Location annotation dataset excerpts:
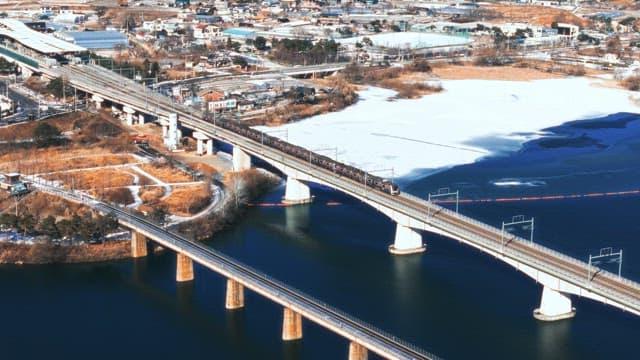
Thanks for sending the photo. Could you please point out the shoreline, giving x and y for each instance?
(482, 117)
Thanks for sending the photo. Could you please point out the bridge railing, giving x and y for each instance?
(500, 249)
(480, 240)
(180, 241)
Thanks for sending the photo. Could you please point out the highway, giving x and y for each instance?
(611, 289)
(333, 319)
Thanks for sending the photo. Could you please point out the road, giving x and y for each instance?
(323, 314)
(619, 292)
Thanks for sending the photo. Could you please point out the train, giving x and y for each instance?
(299, 152)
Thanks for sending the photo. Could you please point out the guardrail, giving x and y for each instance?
(193, 119)
(250, 274)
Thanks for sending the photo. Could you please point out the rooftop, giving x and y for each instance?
(40, 42)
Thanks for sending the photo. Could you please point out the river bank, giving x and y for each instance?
(468, 120)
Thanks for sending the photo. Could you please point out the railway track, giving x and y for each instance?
(538, 257)
(250, 275)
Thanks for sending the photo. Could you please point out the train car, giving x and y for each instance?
(302, 153)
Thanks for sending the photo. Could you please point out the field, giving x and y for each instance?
(98, 159)
(536, 15)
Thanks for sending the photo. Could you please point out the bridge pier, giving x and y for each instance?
(554, 306)
(98, 100)
(407, 241)
(184, 268)
(129, 111)
(291, 325)
(172, 135)
(241, 160)
(138, 245)
(296, 192)
(235, 295)
(204, 143)
(357, 351)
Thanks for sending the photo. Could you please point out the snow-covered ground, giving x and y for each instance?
(438, 130)
(413, 40)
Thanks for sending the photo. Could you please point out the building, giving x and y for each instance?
(96, 40)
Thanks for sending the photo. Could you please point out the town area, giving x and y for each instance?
(250, 62)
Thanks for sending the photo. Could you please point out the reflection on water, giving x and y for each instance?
(297, 219)
(552, 339)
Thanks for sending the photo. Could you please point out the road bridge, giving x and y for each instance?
(297, 305)
(559, 275)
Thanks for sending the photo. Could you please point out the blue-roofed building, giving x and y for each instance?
(240, 33)
(96, 40)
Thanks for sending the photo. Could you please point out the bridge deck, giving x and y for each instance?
(621, 292)
(325, 315)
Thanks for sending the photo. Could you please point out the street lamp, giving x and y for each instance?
(606, 254)
(444, 192)
(516, 220)
(366, 173)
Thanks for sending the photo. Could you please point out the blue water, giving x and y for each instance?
(452, 300)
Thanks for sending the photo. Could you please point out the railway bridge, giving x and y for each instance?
(560, 276)
(362, 337)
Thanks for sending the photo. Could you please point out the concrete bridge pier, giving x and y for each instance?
(172, 134)
(129, 111)
(357, 351)
(138, 245)
(296, 192)
(184, 268)
(235, 295)
(407, 241)
(165, 127)
(98, 100)
(554, 306)
(241, 160)
(291, 325)
(204, 143)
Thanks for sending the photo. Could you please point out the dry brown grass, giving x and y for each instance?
(536, 15)
(25, 130)
(151, 194)
(119, 196)
(42, 205)
(454, 72)
(56, 159)
(166, 173)
(206, 169)
(188, 200)
(94, 179)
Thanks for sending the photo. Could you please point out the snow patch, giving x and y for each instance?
(438, 130)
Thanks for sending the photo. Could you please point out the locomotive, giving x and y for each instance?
(325, 162)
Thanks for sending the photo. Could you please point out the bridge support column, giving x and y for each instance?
(184, 268)
(407, 241)
(291, 325)
(199, 146)
(235, 295)
(554, 305)
(138, 244)
(296, 192)
(129, 119)
(98, 100)
(173, 134)
(241, 160)
(357, 351)
(209, 147)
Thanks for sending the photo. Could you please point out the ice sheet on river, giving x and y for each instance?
(438, 130)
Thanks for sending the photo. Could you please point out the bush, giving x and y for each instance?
(420, 65)
(632, 83)
(45, 135)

**TASK GOAL**
All records must be output exactly as they are, except for the pictures, which are left out.

**REPLY**
Thanks for sending the photo. Could you please point out the shoreline, giving x and y for each instance?
(482, 117)
Thanks for sending the photo. Could you please point out the bridge railing, giving x and y for each instance?
(500, 249)
(480, 240)
(180, 241)
Thanks for sending the photo. Could you please point out the highway, giving x and y for each instance?
(611, 289)
(333, 319)
Thanks for sending the photo. Could you please point out the road, giving x and y for each instance?
(323, 314)
(619, 292)
Thanks for sending the photo. Could you please point out the train, giving x and y for each instance?
(299, 152)
Thanks for sending the photo. Could you please point out the guardrail, giving x and y for each instance?
(193, 119)
(250, 274)
Thanks for sending the photo. Could you please point out the rooftop, giving x and y for each instance?
(40, 42)
Thanks for sending the photo. Could you please point out the river bank, giving x and y for each instance?
(468, 120)
Thanks for sending the photo. Could you please point out the railway track, giving x and y for each instance?
(538, 257)
(250, 275)
Thanks for sending the photo. Could you please point out the train car, giving x and y for each instance?
(302, 153)
Thanks for sending the photo. Could you please point out the field, giving x and y for each instance?
(98, 159)
(536, 15)
Thanks for sending the photo. Could you please point out the bridge pier, giving x and y for each instance?
(554, 306)
(98, 100)
(407, 241)
(184, 268)
(129, 111)
(291, 325)
(172, 135)
(241, 160)
(138, 245)
(296, 192)
(235, 295)
(204, 143)
(357, 351)
Thanks for sending the photo. Could you please point out the snow-covered ground, giving x and y for each instance?
(438, 130)
(413, 40)
Thanks for sending the photo. Could you please point out the building, giving x and y for each instance?
(96, 40)
Thanks for sending the photo. Could you please point out the town area, giving x and y for each instance?
(250, 62)
Thanks for sending the photo. Could you please point out the reflection on water, giving x and y for each instance?
(297, 219)
(552, 339)
Thanks for sending the photo. Could you please point out the road bridge, giving x and y for each instance?
(297, 305)
(559, 275)
Thanks for sending the photo. Could you please point out the blue-roofed building, giving x and y for each instance?
(240, 33)
(96, 40)
Thanks for sending the photo. Could you please point out the bridge deck, giving x and y for each instance?
(621, 292)
(325, 315)
Thanks for sending the photo. Could you please point out the street lamp, giving x and y for each instance?
(606, 254)
(444, 192)
(516, 220)
(366, 173)
Thanks for sending the photo. Could you please point out the blue water, giving x and y for each instance?
(452, 300)
Thanks for sending the photo. Could you please point out the railway bridge, giving x and y for each instance?
(560, 276)
(362, 337)
Thanks for sending the photo. Could you please point out the concrete bridge pier, giving x and y for each instance?
(172, 134)
(129, 111)
(357, 351)
(138, 245)
(296, 192)
(184, 268)
(235, 295)
(407, 241)
(165, 127)
(98, 100)
(554, 306)
(241, 160)
(291, 325)
(204, 143)
Thanks for sending the photo. Could you please point out the dry brown grass, giving x and y for each instance?
(536, 15)
(25, 130)
(151, 194)
(119, 196)
(42, 205)
(454, 72)
(56, 159)
(166, 173)
(206, 169)
(188, 200)
(94, 179)
Thanks for sending the photo. Could you please point out the snow patch, giving x and y for each instance?
(438, 130)
Thanks for sending the photo. Could you please point out the locomotive, giving x and y for each instance?
(325, 162)
Thanks for sending the photo. Could you please point out the bridge support column, giving x and y for each instance?
(184, 268)
(407, 241)
(291, 325)
(199, 146)
(235, 295)
(554, 305)
(138, 244)
(296, 192)
(129, 119)
(98, 100)
(173, 134)
(241, 160)
(357, 351)
(209, 147)
Thanks for sending the photo. Could you please point out the ice sheet on river, giving x and y for each instance?
(438, 130)
Thanks for sending the photo. Could you please point out the bush, giving x and y for each instance?
(420, 65)
(632, 83)
(45, 135)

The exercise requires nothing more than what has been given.